> Work to be completed
Read the data and repeat all of it exactly.

> Raw data
- Opening Delimiter -

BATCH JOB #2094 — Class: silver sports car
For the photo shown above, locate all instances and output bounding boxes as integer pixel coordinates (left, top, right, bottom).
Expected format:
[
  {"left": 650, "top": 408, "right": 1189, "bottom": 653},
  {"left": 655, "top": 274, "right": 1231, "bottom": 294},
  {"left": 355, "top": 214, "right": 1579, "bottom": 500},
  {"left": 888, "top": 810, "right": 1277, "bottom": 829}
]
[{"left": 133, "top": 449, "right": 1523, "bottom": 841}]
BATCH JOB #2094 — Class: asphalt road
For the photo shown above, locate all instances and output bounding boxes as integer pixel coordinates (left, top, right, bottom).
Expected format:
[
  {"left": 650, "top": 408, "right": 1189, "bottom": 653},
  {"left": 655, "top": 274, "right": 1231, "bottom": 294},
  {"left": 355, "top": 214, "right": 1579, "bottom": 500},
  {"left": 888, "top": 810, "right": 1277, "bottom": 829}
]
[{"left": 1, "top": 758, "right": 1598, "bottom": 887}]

- Closing Delimiter -

> Finished exercise
BATCH JOB #2094 — Class: silver sports car
For the photo shown above, locate all instances and output bounding boxes as integer pixel coordinates (left, top, right, bottom).
Expected format:
[
  {"left": 650, "top": 408, "right": 1189, "bottom": 653},
  {"left": 655, "top": 274, "right": 1231, "bottom": 294},
  {"left": 355, "top": 214, "right": 1579, "bottom": 500},
  {"left": 888, "top": 810, "right": 1277, "bottom": 829}
]
[{"left": 133, "top": 449, "right": 1523, "bottom": 841}]
BATCH JOB #2094 — Class: asphalt road
For the photo shown above, locate all instances and output bounding boxes as integer pixel coordinates (left, top, right, bottom).
Expected format:
[
  {"left": 650, "top": 408, "right": 1189, "bottom": 653},
  {"left": 655, "top": 274, "right": 1231, "bottom": 294},
  {"left": 355, "top": 214, "right": 1579, "bottom": 500},
  {"left": 888, "top": 810, "right": 1277, "bottom": 829}
]
[{"left": 1, "top": 758, "right": 1598, "bottom": 887}]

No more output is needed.